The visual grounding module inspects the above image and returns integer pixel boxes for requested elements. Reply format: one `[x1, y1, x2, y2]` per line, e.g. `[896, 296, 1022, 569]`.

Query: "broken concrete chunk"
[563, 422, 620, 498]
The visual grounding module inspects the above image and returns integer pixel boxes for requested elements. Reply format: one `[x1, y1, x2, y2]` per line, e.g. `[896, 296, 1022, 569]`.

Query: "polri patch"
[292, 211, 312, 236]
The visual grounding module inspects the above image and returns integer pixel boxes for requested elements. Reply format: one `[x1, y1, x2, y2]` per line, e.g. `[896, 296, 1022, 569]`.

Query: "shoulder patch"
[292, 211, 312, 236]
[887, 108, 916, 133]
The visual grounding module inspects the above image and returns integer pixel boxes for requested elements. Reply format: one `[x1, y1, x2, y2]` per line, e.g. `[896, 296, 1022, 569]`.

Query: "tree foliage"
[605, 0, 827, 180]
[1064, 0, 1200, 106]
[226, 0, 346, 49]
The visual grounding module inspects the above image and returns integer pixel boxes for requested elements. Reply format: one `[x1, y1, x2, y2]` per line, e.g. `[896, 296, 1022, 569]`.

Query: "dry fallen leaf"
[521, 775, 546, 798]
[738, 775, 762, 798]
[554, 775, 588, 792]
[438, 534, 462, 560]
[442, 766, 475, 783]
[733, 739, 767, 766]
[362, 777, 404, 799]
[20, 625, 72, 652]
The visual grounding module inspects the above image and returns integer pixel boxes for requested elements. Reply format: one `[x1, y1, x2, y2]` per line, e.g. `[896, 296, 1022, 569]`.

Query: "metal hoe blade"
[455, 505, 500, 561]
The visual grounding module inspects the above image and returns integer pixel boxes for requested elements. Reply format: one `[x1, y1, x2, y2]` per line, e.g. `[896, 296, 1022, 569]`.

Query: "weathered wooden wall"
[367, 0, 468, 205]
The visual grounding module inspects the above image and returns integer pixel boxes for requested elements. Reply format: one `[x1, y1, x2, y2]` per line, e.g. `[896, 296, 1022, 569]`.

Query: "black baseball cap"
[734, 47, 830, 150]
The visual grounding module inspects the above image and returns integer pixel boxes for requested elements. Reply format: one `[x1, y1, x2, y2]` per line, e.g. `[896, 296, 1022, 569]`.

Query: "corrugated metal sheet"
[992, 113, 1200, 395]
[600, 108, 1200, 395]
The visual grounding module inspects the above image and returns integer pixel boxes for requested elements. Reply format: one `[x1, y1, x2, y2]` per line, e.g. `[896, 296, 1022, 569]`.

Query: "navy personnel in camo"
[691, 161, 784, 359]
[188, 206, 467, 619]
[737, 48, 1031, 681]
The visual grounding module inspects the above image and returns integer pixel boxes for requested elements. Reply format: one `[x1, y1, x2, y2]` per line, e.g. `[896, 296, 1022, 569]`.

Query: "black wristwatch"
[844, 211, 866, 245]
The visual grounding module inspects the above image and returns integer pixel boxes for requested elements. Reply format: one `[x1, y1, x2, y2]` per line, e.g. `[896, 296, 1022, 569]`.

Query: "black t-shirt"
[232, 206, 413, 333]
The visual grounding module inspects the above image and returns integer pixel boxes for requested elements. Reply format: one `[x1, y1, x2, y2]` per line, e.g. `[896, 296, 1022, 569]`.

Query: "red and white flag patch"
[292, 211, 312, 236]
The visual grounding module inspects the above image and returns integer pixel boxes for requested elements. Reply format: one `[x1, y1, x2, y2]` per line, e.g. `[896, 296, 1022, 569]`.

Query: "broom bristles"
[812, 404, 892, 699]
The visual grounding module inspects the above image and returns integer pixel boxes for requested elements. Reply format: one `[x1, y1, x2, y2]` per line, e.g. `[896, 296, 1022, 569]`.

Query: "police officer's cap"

▬▬▬▬▬▬

## [Task instructions]
Which lines of the records contain the word "metal"? List each of them.

## [The response]
Query: "metal hoe blade"
Query: "corrugated metal sheet"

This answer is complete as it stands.